■ AIM OF THE TASK
Looking at the records below, say how many lines include "strap", and add nothing else.

(Photo-based referring expression data)
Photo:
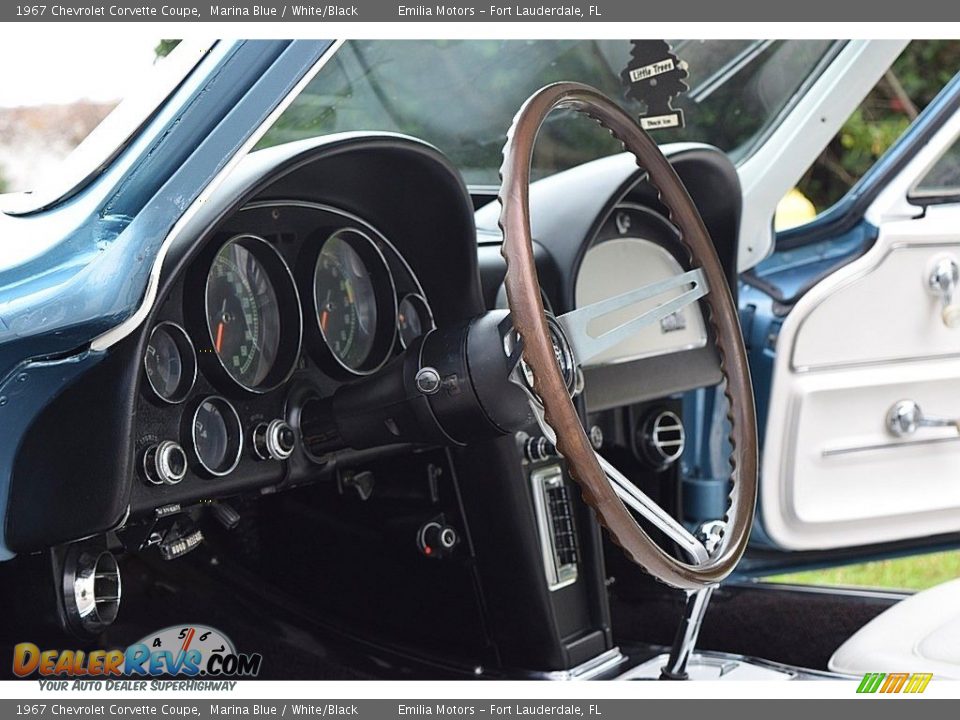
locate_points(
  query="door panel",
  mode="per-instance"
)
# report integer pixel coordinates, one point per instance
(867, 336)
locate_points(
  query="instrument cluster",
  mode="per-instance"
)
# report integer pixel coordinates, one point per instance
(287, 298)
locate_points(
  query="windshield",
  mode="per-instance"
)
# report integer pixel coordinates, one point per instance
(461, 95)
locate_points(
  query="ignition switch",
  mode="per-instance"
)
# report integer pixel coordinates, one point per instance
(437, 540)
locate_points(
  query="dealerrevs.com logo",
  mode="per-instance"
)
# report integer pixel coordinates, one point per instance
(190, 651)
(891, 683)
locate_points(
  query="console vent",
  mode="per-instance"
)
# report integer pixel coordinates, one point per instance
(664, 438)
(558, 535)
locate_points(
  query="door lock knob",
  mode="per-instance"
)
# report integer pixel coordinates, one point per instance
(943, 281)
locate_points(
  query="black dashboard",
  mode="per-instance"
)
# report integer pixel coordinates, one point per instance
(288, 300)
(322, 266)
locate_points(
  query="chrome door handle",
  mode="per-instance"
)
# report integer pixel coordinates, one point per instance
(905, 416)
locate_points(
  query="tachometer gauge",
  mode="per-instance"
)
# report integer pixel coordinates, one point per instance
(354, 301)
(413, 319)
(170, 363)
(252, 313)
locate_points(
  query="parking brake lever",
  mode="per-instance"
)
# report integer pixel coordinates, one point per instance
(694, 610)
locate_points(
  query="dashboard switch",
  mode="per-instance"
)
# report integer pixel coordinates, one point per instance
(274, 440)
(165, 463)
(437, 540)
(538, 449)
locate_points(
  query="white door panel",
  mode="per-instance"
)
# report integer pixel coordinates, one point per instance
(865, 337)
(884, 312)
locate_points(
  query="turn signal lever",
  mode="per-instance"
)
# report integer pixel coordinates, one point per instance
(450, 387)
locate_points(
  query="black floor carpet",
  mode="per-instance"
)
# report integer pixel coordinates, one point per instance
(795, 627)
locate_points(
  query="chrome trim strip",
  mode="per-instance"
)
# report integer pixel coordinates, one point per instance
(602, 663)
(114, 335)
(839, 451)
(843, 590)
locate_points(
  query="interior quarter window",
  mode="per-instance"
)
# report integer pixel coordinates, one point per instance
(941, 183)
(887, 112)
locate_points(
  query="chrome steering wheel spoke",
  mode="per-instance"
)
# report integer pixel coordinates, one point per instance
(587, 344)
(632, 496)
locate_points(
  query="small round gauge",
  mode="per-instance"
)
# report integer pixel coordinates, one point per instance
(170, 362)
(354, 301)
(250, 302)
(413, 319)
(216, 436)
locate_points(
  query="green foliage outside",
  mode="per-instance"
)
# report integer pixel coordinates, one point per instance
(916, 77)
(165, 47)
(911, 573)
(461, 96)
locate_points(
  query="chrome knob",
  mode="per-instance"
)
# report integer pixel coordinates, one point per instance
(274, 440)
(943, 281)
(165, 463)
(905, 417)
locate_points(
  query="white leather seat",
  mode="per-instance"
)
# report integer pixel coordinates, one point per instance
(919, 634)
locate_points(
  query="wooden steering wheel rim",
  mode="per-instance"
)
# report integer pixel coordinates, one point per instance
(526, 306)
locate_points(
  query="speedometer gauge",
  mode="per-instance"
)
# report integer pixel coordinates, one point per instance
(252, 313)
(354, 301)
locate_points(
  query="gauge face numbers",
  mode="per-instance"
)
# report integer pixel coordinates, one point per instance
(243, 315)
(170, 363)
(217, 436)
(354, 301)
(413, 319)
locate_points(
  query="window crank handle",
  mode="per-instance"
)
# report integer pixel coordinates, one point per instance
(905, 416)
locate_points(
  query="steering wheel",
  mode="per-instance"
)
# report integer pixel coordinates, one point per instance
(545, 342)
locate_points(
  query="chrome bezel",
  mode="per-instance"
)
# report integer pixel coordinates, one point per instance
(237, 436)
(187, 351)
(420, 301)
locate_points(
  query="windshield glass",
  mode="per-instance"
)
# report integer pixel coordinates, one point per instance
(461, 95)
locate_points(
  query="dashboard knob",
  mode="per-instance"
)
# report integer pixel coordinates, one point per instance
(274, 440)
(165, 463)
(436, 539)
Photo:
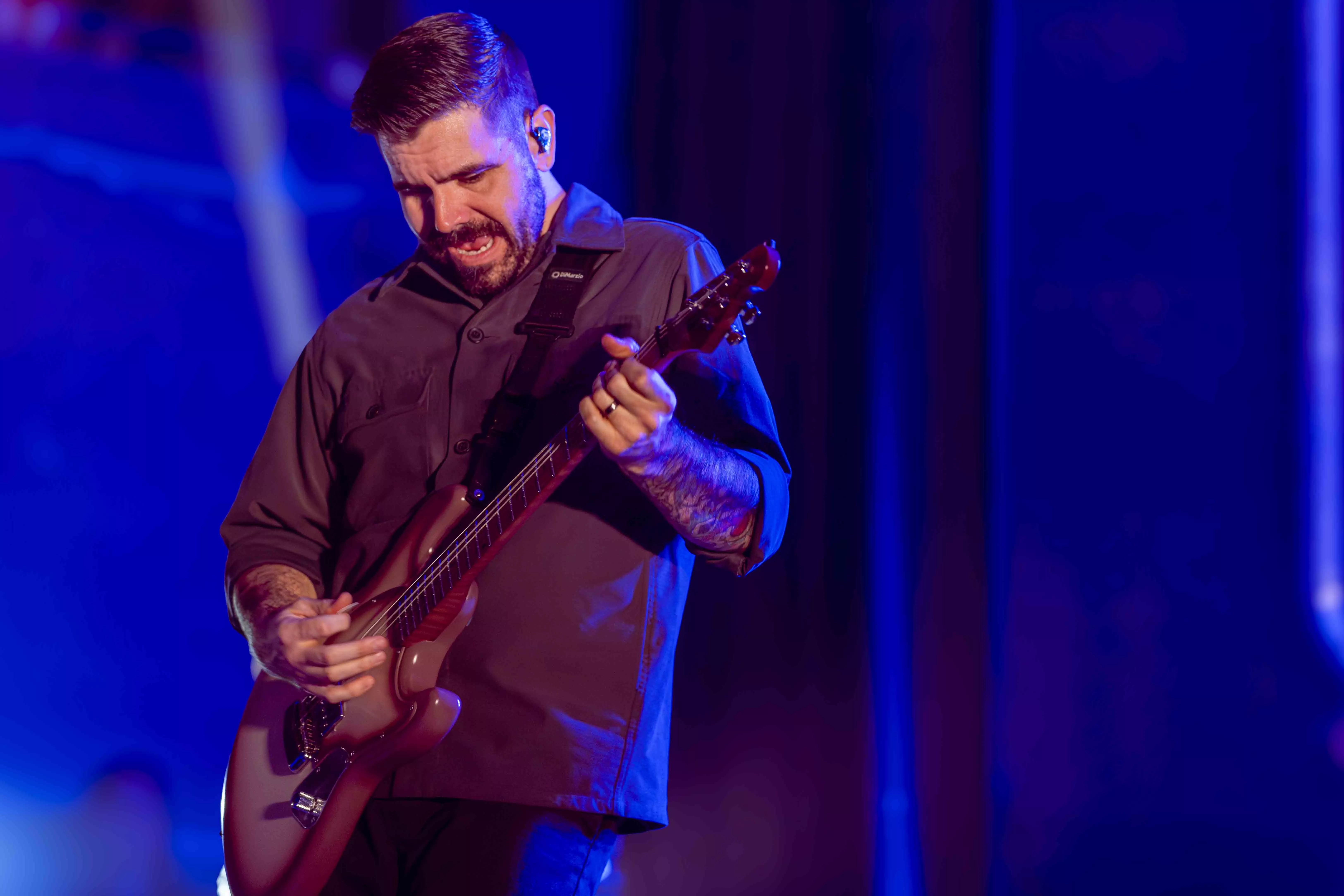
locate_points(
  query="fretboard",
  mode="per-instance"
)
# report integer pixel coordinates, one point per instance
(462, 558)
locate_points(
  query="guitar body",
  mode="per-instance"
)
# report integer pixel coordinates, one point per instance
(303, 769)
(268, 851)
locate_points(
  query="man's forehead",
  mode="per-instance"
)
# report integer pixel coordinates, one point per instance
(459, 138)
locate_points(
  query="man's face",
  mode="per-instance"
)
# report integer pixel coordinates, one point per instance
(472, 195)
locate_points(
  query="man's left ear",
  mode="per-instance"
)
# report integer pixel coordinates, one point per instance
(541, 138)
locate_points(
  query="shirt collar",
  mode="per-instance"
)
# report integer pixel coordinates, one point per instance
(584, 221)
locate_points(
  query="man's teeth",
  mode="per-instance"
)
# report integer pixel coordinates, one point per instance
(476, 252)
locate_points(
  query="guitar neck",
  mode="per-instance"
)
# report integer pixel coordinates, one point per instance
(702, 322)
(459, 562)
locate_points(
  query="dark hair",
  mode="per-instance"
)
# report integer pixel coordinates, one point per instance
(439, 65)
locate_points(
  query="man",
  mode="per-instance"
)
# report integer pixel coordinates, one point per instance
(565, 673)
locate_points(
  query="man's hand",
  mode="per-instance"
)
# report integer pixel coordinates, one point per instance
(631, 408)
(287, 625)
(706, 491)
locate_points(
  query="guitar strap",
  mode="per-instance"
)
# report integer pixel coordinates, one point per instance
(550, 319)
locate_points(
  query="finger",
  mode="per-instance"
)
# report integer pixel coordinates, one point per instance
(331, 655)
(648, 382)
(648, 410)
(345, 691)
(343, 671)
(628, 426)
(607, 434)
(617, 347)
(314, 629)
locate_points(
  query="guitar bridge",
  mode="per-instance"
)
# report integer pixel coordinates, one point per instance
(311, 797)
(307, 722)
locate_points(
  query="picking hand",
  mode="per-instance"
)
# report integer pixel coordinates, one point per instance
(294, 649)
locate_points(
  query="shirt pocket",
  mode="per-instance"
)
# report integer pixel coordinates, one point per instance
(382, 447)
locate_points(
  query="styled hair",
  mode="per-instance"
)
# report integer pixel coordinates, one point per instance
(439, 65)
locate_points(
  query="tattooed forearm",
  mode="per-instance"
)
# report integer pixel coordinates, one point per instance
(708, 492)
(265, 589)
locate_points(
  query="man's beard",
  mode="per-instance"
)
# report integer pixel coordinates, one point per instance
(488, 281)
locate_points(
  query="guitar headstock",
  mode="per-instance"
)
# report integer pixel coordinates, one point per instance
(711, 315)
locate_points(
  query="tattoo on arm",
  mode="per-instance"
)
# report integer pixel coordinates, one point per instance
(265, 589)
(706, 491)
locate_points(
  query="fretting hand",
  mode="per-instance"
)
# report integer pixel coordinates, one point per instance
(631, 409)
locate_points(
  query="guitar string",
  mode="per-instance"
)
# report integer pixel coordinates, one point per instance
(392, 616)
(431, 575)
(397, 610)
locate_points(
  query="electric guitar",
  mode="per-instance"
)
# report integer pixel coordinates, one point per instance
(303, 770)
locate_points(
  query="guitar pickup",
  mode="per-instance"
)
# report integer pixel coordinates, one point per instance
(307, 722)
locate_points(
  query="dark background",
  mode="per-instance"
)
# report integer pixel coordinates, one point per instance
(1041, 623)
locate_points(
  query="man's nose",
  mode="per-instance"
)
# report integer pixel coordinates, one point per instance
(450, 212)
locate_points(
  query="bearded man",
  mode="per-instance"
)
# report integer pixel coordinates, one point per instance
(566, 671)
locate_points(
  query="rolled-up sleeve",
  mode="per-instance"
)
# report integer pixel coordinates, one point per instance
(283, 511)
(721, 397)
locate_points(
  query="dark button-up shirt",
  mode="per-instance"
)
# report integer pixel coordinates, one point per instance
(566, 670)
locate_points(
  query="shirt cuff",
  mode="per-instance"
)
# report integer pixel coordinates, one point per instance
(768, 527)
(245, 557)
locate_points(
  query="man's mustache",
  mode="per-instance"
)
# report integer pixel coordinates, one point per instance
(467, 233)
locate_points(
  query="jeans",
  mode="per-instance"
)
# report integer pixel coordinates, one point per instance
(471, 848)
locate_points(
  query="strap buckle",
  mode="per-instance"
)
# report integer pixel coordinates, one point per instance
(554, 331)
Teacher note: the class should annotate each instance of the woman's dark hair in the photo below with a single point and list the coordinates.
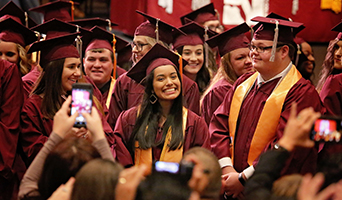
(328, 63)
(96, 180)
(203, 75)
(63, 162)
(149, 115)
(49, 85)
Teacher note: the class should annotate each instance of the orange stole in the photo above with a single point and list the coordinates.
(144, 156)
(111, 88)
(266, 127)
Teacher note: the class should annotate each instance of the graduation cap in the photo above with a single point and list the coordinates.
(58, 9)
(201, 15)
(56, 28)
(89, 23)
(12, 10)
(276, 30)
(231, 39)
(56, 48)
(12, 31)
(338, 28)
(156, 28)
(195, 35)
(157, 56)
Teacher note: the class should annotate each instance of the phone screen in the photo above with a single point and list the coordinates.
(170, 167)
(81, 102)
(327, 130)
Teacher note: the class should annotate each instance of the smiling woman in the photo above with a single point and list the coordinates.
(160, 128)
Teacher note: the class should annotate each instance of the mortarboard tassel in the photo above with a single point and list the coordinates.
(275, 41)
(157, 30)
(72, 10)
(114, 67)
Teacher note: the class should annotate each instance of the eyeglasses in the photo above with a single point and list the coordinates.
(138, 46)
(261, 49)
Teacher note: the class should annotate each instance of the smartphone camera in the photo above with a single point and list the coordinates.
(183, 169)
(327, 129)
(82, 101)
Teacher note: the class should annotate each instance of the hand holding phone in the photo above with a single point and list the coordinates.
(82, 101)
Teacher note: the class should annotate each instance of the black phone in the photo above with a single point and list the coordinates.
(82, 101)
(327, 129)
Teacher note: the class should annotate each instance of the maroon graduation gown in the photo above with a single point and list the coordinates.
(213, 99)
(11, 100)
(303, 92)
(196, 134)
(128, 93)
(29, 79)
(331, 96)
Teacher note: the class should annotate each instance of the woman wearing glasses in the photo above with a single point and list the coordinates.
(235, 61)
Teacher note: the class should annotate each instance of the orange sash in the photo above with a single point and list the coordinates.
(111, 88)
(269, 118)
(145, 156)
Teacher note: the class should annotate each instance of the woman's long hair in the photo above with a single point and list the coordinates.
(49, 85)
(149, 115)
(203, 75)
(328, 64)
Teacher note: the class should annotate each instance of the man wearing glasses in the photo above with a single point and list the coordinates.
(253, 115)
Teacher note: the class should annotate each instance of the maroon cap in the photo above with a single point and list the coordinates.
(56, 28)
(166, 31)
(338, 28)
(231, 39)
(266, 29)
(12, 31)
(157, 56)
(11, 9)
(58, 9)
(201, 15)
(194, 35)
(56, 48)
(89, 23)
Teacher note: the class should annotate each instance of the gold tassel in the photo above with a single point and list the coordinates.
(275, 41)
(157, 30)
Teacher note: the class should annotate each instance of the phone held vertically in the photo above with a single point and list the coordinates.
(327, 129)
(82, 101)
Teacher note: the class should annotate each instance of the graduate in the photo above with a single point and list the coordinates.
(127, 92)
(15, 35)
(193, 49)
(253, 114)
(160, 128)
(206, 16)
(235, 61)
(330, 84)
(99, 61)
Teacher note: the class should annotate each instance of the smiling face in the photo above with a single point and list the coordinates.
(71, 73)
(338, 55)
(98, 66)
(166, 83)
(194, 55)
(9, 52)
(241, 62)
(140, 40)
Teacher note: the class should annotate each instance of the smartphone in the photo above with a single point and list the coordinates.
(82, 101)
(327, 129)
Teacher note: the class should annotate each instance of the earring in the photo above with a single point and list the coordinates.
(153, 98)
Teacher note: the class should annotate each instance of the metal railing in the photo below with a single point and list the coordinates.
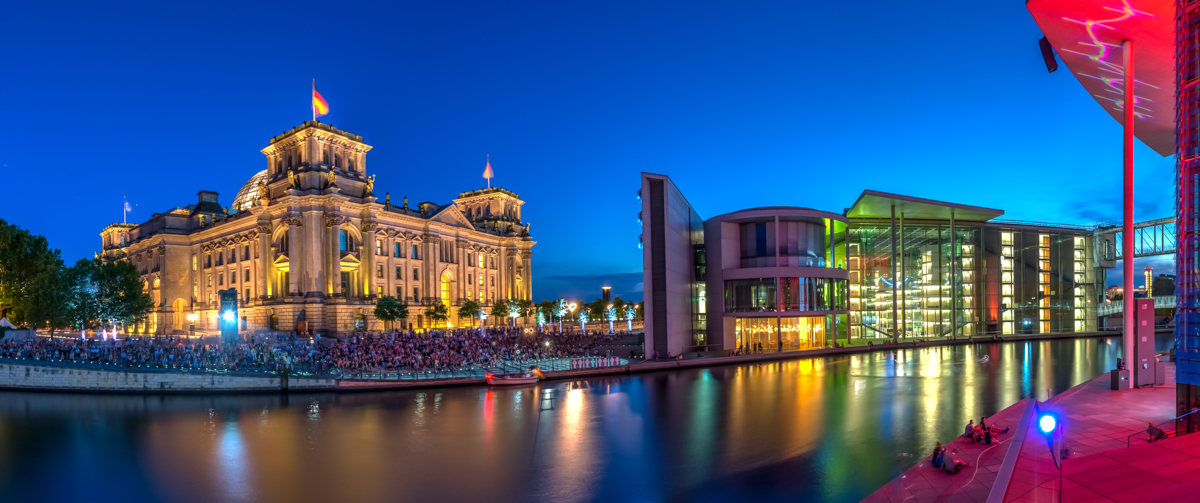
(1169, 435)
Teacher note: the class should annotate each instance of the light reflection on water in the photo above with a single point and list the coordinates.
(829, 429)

■ SOLVED PROBLEM
2